• [WHAT TO DO]:
Exclude the pictures, then repeat the remaining data exactly.

[Opening EXERCISE DATA section]

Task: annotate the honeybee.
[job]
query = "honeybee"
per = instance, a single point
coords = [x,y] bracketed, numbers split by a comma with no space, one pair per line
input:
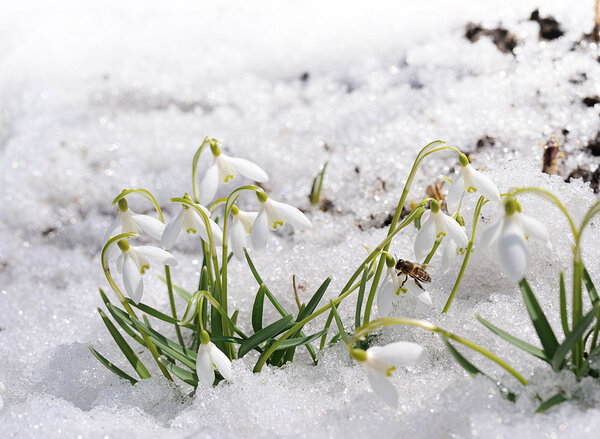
[414,270]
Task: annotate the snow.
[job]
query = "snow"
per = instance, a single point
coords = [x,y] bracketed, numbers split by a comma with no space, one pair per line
[95,98]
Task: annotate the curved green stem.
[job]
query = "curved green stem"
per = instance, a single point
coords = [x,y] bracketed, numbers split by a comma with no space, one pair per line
[468,252]
[195,190]
[429,149]
[149,344]
[146,194]
[389,321]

[Closing EXERCISE DATA section]

• [SOLUTION]:
Task: annotate the honeybee.
[job]
query = "honeybee"
per = instance, a single point
coords = [x,y] bracketed, numbers split by a comma with no space, one pair per line
input:
[414,270]
Task: annotate the snow.
[job]
query = "snow"
per = instance, a single point
coords = [x,y] bracketed, numbers split by a comma with no space, one pair per line
[95,98]
Task: annotate the curved green stem.
[job]
query = "curved green stem"
per = instance, a single point
coords = [x,y] bracketed, numbers split by a comma with no space, one pair per line
[468,252]
[195,190]
[429,149]
[149,344]
[146,194]
[389,321]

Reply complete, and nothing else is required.